ISTRUZIONI DELL'ESERCIZIO:
1. Ripeti parola per parola il passo dell'articolo sulla cautela del Cavaliere che comincia con le parole "Le procedure per" e termina dopo le parole "ieri in Transatlantico.".
2. Rispondi alle seguenti domande basandoti sull'articolo sulla cautela del Cavaliere.
(a) Tra quali due date oscilla la data del voto?
(b) Qual è la parola d'ordine che Berlusconi ha trasmesso al suo partito?
(c) A quale percentuale è fissata la soglia di sbarramento?
─── SEZIONE DI TESTO ───
La cautela del Cavaliere
Data del voto tra 24 settembre e 22 ottobre. E Renzi non esclude la procedura d’infrazione
Berlusconi si impegna sulla legge elettorale. Ma sui tempi del voto la «responsabilità è vostra». Quindi tocca ai democratici decidere la data, che oscilla tra il 24 settembre e il 22 ottobre.
Lui si impegna sulla legge elettorale ma è l’altro che deve vedersela per il voto anticipato. Lui è Berlusconi, l’altro ovviamente è Renzi. E lui sulla data in cui si andrà alle urne non ha offerto garanzie all’altro, nel senso che «saranno loro a doversene assumere la responsabilità». «Loro», cioè il Pd. Sia chiaro, il patto tra i due c’è e sembra anche saldo, ma sull’appuntamento con le urne — che nel calendario del leader democrat oscilla tra il 24 settembre e il 22 ottobre — il Cavaliere può tutt’al più assecondare le mosse dell’interlocutore. Ma fino al portone del Quirinale. Oltre non intende andare, e non solo perché non vuole entrare in conflitto con Mattarella ma perché l’affaire non è nelle sue disponibilità: guida una forza di opposizione.
Le procedure per chiudere anticipatamente la legislatura sono delicate, specie se sul Colle si avverte una certa refrattarietà all’argomento, perciò Berlusconi manovra con «cautela», che è anche la parola d’ordine trasmessa al suo partito. Già la storia della legge elettorale sta creando nervosismo in Forza Italia: dal modello di scheda con cui si andrà a votare alla definizione dei collegi, ogni dettaglio è visto come una potenziale trappola. E non bastano le rassicurazioni del Pd, le promesse sul futuro governo di larghe intese, i «sei ministri nostri» di cui parlavano alcuni azzurri ieri in Transatlantico.
Meglio approfondire per non ritrovarsi a dover correre ai ripari, perché all’ultimo momento si capisce che la soglia di sbarramento al 5% favorisce Pd e M5S a discapito di Forza Italia nella spartizione degli scranni lasciati vacanti da chi non ha superato il quorum. E dato che quella partita è ormai persa, meglio vigilare sul resto, per non permettere che — oltre al vantaggio già acquisito — i due partiti avversari ne aggiungano anche un altro: perché se la ripartizione proporzionale dei seggi avvenisse non attraverso un collegio unico nazionale ma in base a piccoli collegi circoscrizionali, Renzi e Grillo avrebbero un ulteriore «boost» di posti in Parlamento. E ci rimetterebbe (ancora) Berlusconi.
─── VOCI DEL DATASET ───
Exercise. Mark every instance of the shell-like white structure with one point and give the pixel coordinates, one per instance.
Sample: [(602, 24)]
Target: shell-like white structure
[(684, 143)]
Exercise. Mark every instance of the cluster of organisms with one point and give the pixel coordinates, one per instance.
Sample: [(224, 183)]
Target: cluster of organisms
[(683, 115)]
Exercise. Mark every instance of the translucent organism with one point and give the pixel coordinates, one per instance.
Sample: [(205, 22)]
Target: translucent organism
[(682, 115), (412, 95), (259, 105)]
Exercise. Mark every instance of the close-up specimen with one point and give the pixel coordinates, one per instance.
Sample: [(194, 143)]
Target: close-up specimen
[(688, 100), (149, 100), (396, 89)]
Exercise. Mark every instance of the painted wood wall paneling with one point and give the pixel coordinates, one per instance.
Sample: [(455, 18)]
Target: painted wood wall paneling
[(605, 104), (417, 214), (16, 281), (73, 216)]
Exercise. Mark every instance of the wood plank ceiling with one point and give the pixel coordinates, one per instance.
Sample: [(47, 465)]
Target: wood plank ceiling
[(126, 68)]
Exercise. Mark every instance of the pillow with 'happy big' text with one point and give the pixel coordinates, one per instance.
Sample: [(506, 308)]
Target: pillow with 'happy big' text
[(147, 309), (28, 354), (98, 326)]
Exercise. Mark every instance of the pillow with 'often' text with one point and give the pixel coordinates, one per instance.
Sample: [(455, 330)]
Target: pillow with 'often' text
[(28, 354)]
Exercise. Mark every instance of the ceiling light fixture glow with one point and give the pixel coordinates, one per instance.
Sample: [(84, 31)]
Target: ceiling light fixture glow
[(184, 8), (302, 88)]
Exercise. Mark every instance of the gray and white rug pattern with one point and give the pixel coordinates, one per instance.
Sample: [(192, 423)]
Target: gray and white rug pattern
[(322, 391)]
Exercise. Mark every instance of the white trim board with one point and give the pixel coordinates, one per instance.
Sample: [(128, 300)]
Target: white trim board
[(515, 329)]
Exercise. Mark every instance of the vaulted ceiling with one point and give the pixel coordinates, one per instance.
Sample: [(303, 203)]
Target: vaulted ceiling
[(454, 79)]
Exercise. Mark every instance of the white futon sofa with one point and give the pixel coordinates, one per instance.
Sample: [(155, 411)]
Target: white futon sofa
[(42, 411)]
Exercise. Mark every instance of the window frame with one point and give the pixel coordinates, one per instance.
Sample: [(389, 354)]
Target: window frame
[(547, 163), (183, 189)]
───
SOLUZIONI PER PUNTO:
1.
Le procedure per chiudere anticipatamente la legislatura sono delicate, specie se sul Colle si avverte una certa refrattarietà all’argomento, perciò Berlusconi manovra con «cautela», che è anche la parola d’ordine trasmessa al suo partito. Già la storia della legge elettorale sta creando nervosismo in Forza Italia: dal modello di scheda con cui si andrà a votare alla definizione dei collegi, ogni dettaglio è visto come una potenziale trappola. E non bastano le rassicurazioni del Pd, le promesse sul futuro governo di larghe intese, i «sei ministri nostri» di cui parlavano alcuni azzurri ieri in Transatlantico.

2.
(a) Tra il 24 settembre e il 22 ottobre.
(b) «Cautela».
(c) Al 5%.